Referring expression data
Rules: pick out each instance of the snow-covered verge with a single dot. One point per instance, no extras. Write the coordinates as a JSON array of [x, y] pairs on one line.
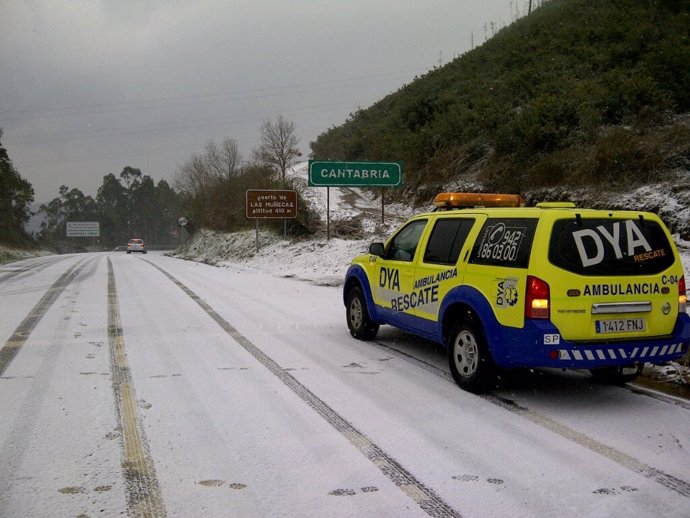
[[8, 255], [324, 261]]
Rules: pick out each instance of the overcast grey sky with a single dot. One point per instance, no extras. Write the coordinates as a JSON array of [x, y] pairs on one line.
[[88, 87]]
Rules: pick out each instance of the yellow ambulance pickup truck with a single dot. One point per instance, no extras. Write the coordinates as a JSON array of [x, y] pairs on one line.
[[501, 286]]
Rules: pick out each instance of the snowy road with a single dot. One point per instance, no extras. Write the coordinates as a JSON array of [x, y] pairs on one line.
[[149, 386]]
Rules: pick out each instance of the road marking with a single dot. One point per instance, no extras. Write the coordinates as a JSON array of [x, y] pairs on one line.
[[21, 334], [143, 493], [622, 459], [423, 496]]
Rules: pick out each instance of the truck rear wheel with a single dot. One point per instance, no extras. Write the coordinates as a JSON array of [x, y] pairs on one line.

• TASK DIRECTIONS: Transcribe each entry above character for character, omitting pictures.

• SOLVED EXERCISE:
Rules: pick out each instance of the snow-covered verge with a single dot. One point per instance, no extras. Write the coordinates as a JSON array of [x, y] pairs on one line.
[[8, 255], [324, 261]]
Rules: pick out each instance of the overcast grey sky with a single dot. One point per instance, no extras. Write the coordinates as a JSON array of [x, y] pairs on one line.
[[88, 87]]
Rules: pick out each instance of the yellow ambulance pickup truck with a single dot. One point per instance, no extras. Write the coordinates as a JSON array of [x, y] pairs on one line.
[[501, 286]]
Rules: pick out each instance of the snowy road with a single dot. One point per instance, no extras. Write the coordinates as a JSON array of [x, y] pairs on one line.
[[149, 386]]
Rules: pick out each instance of the road marking with a single dot. One point per instance, no extras. Write the coordinates as a JSON array of [x, y] pairs on one line.
[[21, 334], [143, 493], [622, 459], [423, 496]]
Rules: pick out each instance of the truck rear wheel with a single dot. One point per instance, no extras. Write the coordinates as a JSON array of [x, y] pairs on one line.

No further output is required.